DIRECTION: Copy the material below word for word, from the line containing "of the roof" down to the end of the material.

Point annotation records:
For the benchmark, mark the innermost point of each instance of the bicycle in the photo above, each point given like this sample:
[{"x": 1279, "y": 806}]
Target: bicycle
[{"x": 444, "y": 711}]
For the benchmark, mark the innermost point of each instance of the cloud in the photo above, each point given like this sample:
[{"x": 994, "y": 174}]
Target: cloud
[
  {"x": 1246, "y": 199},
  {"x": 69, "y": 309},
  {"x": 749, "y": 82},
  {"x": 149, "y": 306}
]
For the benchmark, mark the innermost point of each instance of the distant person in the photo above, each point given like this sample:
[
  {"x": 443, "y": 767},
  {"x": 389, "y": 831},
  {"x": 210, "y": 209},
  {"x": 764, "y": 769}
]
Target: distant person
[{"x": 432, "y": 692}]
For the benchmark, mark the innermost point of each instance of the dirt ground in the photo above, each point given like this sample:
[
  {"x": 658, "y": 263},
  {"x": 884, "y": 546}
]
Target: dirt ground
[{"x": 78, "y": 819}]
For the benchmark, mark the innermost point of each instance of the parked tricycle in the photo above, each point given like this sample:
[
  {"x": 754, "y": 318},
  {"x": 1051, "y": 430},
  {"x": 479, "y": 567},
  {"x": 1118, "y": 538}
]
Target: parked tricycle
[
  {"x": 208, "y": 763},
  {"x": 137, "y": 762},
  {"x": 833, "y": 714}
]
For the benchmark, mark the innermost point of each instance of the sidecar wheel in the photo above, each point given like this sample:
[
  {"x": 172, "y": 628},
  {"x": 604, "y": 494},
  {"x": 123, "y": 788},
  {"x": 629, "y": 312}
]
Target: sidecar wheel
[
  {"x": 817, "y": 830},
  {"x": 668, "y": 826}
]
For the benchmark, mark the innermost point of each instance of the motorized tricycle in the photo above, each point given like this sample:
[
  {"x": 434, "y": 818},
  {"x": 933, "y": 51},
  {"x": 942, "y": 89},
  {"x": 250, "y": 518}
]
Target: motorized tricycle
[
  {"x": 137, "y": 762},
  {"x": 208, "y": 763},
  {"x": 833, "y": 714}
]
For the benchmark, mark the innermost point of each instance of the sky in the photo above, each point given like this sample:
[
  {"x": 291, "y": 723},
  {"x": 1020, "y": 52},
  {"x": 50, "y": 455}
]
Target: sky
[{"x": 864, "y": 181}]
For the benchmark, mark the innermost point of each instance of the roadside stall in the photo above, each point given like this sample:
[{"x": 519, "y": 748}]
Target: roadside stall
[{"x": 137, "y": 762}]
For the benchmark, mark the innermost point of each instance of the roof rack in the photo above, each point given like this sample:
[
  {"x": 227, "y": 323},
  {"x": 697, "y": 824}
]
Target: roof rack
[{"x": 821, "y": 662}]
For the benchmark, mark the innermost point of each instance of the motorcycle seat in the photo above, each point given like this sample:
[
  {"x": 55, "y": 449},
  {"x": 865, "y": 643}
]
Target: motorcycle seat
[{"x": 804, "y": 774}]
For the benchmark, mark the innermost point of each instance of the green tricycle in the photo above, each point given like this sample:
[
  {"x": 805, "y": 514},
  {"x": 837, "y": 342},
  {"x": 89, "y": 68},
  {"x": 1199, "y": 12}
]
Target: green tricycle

SOLVED EXERCISE:
For the benchmark, mark the innermost point of each instance of the roof rack in the photo above, each point given like this sample:
[
  {"x": 227, "y": 323},
  {"x": 697, "y": 824}
]
Target: roof rack
[{"x": 821, "y": 662}]
For the benchmark, mark the innermost point of each instance of the motorcycle seat in the photo above, each point given like this sample:
[
  {"x": 55, "y": 449},
  {"x": 865, "y": 643}
]
Target: motorcycle seat
[{"x": 804, "y": 774}]
For the benchmark, mark the innermost point of each instance of the green tricycle in the photo above, each point given like this sample:
[
  {"x": 805, "y": 514},
  {"x": 837, "y": 342},
  {"x": 89, "y": 68},
  {"x": 1199, "y": 12}
]
Target: green tricycle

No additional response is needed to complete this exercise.